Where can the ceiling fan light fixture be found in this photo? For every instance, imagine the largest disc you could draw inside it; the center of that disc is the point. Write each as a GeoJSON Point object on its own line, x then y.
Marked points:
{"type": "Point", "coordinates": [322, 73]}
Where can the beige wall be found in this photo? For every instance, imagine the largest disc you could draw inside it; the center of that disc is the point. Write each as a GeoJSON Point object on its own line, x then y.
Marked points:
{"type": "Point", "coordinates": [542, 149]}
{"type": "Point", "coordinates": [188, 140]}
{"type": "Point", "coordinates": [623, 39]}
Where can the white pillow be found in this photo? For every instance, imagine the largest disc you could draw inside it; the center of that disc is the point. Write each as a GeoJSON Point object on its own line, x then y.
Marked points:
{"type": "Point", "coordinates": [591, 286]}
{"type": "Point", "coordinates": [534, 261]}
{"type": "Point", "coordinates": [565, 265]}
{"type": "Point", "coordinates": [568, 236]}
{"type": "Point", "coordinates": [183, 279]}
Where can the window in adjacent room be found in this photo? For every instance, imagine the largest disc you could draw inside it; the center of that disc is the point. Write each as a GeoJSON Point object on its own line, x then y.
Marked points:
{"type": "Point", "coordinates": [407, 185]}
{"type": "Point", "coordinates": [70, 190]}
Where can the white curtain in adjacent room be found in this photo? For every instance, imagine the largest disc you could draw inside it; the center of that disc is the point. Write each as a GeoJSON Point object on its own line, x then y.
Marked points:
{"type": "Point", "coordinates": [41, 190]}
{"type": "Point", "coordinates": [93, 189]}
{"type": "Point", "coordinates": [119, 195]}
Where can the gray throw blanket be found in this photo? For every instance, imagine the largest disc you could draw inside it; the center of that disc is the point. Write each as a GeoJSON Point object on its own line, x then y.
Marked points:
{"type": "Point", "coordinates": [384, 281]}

--

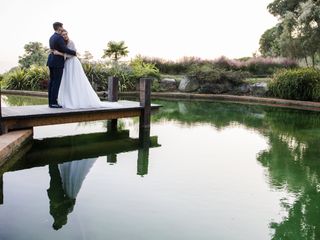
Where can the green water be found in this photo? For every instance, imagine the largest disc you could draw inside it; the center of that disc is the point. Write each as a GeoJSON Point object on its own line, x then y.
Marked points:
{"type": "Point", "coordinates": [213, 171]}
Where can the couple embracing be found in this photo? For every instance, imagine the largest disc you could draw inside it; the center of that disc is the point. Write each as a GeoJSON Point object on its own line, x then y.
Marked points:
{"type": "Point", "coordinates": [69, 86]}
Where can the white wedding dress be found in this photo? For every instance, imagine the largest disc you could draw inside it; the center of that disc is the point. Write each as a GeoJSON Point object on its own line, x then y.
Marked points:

YOUR INSTRUCTIONS: List every line in the listing above that contains the string "room", copying each line in full.

COMPLETE ANSWER:
Where can the window in adjacent room be found in this photo? For every instance, imagine the largest disc you could draw inside it; the center of that disc is the point. Write each as a GeoJSON Point object on its own line, x then y.
Where can the white curtain in adjacent room be found in this photo? For every instance, imagine the largest disc you could draw inside it; the center of that disc is the point. Write each as a GeoJSON Point object on its own line, x then y.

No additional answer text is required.